Can you repeat, word for word, the passage of the rotary tool patent entry below from "Foreign Patent Documents" to "No. 1, 1989."?

• Extract to read:
──────────

Rotary tool made of inorganic fiber-reinforced plastic

Abstract

A rotary tool for cutting, drilling, grinding, or polishing metallic or non-metallic materials is made of a compact material, which consists of an inorganic fiber reinforced plastic containing 50 to 81 volume % of inorganic long fibers selected from the following group: alumina fibers, boron fibers, silicon carbide fibers, and silicon nitride fibers, the remaining portion of the compact material consisting of a thermosetting resin matrix.

Inventors:	Kikutani; Yoshifumi (Tokyo, JP); Kikuzawa; Kenji (Moriyama, JP); Tajima; Isao (Osaka, JP); Sato; Kazuo (Funabashi, JP)
Assignee:	Nippon Steel Corporation (Tokyo, JP)
Appl. No.:	574679
Filed:	August 30, 1990

Foreign Application Priority Data

Mar 01, 1989[JP]

1-046618

Current U.S. Class: 451/546; 51/295; 51/298; 51/307

Intern'l Class: B24D 003/04

Field of Search: 51/206 R,206 NF,209 R,209 DL,295,296,298,307,308,309

References Cited U.S. Patent Documents

3619150	Nov., 1971	Rinker	51/295.
3661544	May., 1972	Whitaker	51/295.
3663191	May., 1972	Kroder	51/295.
3918218	Nov., 1975	Zoiss	51/295.
4227350	Oct., 1980	Fitzer	51/295.
4253850	Mar., 1981	Rue	51/296.
4525178	Jun., 1985	Hall	51/309.
4809467	Mar., 1989	De Fazio	51/206.
4913708	Mar., 1990	Kalinowski	51/295.
5009676	Apr., 1991	Rue et al.	51/309.
5035723	Jul., 1991	Kalinowski et al.	51/308.
Foreign Patent Documents
54-4800	Mar., 1979	JP.
59-97845	Jun., 1984	JP.
63-47374	Jun., 1989	JP.

Other References

Nikkan Kogyo Shinbunsha, "Kogyo Zairyo (Industrial Material)", vol. 37, No. 1, 1989.

Primary Examiner: Kisliuk; Bruce M.
Assistant Examiner: Marlott; John A.

──────────

Entries for locating named things
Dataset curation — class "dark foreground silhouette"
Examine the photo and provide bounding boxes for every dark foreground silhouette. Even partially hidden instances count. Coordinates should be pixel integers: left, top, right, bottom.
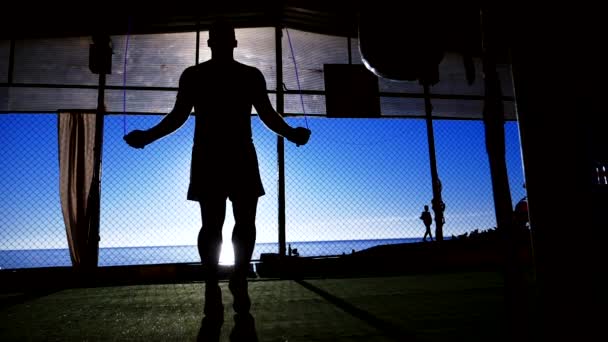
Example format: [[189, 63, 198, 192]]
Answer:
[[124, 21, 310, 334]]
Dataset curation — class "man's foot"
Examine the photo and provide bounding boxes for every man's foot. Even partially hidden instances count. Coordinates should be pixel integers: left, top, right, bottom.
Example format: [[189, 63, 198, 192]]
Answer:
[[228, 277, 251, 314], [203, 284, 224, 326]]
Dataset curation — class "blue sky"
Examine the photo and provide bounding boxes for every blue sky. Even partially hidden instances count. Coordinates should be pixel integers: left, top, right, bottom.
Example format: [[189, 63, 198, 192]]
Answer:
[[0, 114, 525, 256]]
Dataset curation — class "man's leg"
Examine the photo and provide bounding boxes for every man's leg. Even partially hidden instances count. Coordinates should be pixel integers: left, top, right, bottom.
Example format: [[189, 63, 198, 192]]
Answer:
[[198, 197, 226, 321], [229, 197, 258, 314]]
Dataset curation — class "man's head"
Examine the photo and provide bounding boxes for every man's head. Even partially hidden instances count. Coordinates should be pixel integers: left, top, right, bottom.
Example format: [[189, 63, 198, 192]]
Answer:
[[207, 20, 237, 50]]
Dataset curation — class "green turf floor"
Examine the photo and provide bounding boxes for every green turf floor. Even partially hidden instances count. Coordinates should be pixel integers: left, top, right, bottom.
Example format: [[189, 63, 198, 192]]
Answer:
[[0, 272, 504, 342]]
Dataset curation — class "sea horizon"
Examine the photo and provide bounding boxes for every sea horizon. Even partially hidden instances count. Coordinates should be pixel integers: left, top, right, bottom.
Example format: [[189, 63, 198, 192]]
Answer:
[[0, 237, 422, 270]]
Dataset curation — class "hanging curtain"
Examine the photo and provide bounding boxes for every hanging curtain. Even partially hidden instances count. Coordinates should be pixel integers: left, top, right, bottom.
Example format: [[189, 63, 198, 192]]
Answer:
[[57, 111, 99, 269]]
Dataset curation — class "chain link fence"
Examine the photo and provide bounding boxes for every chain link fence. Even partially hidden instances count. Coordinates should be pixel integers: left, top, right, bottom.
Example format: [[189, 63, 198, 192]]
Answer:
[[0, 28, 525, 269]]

──────────

• The completed task:
Foreign Patent Documents
54-4800	Mar., 1979	JP.
59-97845	Jun., 1984	JP.
63-47374	Jun., 1989	JP.

Other References

Nikkan Kogyo Shinbunsha, "Kogyo Zairyo (Industrial Material)", vol. 37, No. 1, 1989.